TEXT FOR ANALYSIS:
'''

It has a wingspan of 62 mm. The upperside of the males is similar to that of the males of Delias niepelti. The white area of the forewing is more sharply defined, more straight distally, and anteriorly rather more extended. There are two white spots beyond the upper angle of the cell. The underside shows also that of D. niepelti but the yellow area of the forewing is much paler and distally straight, the subapical spots are slightly smaller. The hindwing has a yellowish-white costal patch which is reaching down to the cell. The upperside of the females is black whereas the colouring is rather more extended than on the upperside of the females of D. niepelti. The yellow area of the forewing is more straight distally. The basal half of the hindwing is grey. The area between the second subcosta (SC2) and the first radius (R1) or a little beyond these veins is yellowish. On the underside the yellow area of the forewing is paler than in the females of D. niepelti. It is less extended and distally straight. The hindwing shows a yellowish white costal patch which does not extend beyond the first radius not being triangular as in the males but longitudinal.

'''

RECORDED DATA:

'''

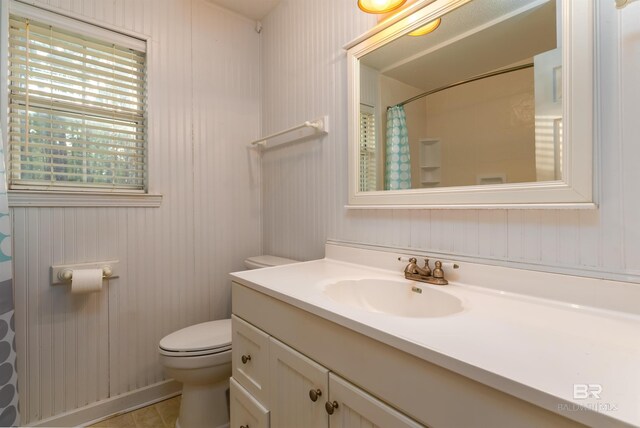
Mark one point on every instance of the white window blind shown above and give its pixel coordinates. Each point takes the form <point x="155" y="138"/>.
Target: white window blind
<point x="367" y="151"/>
<point x="76" y="111"/>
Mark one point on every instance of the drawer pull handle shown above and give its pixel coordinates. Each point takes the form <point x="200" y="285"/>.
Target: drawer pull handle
<point x="314" y="394"/>
<point x="330" y="407"/>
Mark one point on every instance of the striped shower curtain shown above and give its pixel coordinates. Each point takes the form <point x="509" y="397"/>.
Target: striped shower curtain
<point x="397" y="172"/>
<point x="9" y="415"/>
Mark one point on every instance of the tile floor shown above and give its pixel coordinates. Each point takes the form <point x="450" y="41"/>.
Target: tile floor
<point x="159" y="415"/>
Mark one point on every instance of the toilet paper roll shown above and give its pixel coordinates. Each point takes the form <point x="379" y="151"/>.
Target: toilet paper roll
<point x="86" y="280"/>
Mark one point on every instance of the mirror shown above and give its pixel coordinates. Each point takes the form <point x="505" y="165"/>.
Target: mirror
<point x="484" y="110"/>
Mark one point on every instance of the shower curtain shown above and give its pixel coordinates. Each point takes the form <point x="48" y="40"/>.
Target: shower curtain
<point x="397" y="172"/>
<point x="9" y="415"/>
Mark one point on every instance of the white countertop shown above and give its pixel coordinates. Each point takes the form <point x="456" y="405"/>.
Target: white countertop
<point x="533" y="348"/>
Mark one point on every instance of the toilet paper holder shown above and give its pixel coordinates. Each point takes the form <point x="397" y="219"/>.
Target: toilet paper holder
<point x="63" y="274"/>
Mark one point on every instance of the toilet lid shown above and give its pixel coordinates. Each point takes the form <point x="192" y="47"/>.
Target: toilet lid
<point x="267" y="261"/>
<point x="205" y="338"/>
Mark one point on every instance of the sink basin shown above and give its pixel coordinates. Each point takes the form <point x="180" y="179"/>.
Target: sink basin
<point x="394" y="297"/>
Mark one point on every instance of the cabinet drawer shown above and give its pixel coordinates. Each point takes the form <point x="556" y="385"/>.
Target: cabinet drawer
<point x="250" y="362"/>
<point x="245" y="410"/>
<point x="355" y="407"/>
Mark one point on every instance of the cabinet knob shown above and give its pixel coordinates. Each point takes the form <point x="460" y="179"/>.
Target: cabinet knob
<point x="330" y="407"/>
<point x="314" y="394"/>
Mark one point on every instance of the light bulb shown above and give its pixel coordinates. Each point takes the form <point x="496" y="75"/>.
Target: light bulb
<point x="380" y="6"/>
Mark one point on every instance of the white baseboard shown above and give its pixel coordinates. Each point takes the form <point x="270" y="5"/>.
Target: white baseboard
<point x="122" y="403"/>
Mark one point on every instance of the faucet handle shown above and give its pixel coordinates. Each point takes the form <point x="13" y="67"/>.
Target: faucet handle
<point x="426" y="267"/>
<point x="438" y="274"/>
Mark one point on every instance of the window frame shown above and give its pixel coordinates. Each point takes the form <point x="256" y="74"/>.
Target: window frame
<point x="89" y="197"/>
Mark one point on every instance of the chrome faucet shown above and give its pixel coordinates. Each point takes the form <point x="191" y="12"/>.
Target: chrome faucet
<point x="424" y="274"/>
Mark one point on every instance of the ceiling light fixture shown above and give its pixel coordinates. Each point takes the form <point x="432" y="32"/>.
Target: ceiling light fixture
<point x="426" y="29"/>
<point x="380" y="6"/>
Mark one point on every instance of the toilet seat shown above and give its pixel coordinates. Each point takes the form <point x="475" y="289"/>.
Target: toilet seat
<point x="206" y="338"/>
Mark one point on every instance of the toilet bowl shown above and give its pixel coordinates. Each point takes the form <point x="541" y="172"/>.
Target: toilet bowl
<point x="199" y="356"/>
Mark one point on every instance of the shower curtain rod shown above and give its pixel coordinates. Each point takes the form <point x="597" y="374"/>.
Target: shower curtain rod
<point x="473" y="79"/>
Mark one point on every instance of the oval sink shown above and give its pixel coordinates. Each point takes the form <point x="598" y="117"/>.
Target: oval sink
<point x="394" y="298"/>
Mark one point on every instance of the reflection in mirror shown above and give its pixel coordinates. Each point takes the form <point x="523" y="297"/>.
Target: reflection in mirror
<point x="476" y="101"/>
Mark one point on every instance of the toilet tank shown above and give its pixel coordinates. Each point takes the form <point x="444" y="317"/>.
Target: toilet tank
<point x="257" y="262"/>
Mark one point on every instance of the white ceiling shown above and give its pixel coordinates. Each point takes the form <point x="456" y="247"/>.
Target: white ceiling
<point x="253" y="9"/>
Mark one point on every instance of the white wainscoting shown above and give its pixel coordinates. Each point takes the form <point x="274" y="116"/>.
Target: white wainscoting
<point x="204" y="108"/>
<point x="305" y="188"/>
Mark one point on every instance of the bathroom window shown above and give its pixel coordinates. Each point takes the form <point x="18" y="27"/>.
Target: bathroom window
<point x="367" y="149"/>
<point x="77" y="119"/>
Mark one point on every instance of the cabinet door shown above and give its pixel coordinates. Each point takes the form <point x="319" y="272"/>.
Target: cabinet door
<point x="356" y="408"/>
<point x="245" y="410"/>
<point x="250" y="358"/>
<point x="298" y="389"/>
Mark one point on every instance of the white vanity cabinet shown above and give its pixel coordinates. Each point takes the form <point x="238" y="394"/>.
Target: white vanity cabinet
<point x="305" y="394"/>
<point x="298" y="388"/>
<point x="299" y="392"/>
<point x="373" y="383"/>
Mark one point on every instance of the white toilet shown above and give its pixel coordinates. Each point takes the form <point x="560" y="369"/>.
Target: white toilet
<point x="199" y="356"/>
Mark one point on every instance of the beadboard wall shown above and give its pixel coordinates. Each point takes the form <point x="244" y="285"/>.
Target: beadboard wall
<point x="204" y="95"/>
<point x="305" y="188"/>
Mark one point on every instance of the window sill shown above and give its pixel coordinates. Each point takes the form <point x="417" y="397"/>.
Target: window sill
<point x="35" y="198"/>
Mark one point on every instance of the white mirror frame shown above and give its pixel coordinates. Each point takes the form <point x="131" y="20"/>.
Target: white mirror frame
<point x="575" y="190"/>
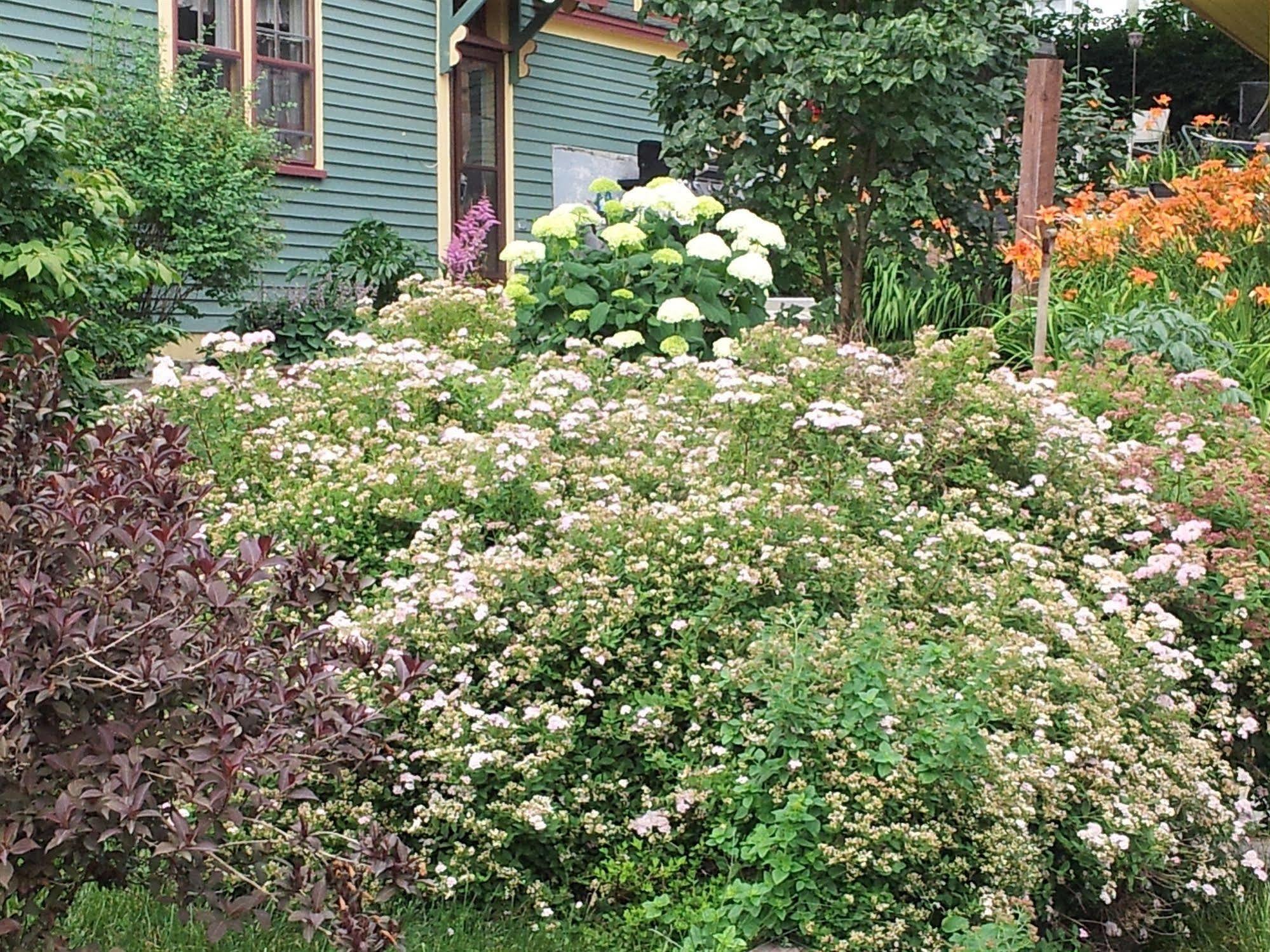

'''

GOAL OF THE EXERCISE:
Answer these questions from the butterfly wing description above.
(a) What wingspan does it give?
(b) How many white spots lie beyond the upper angle of the cell on the males' upperside?
(c) What shape is the yellowish white costal patch on the females' hindwing underside?

RESULT OF THE EXERCISE:
(a) 62 mm
(b) Two
(c) Longitudinal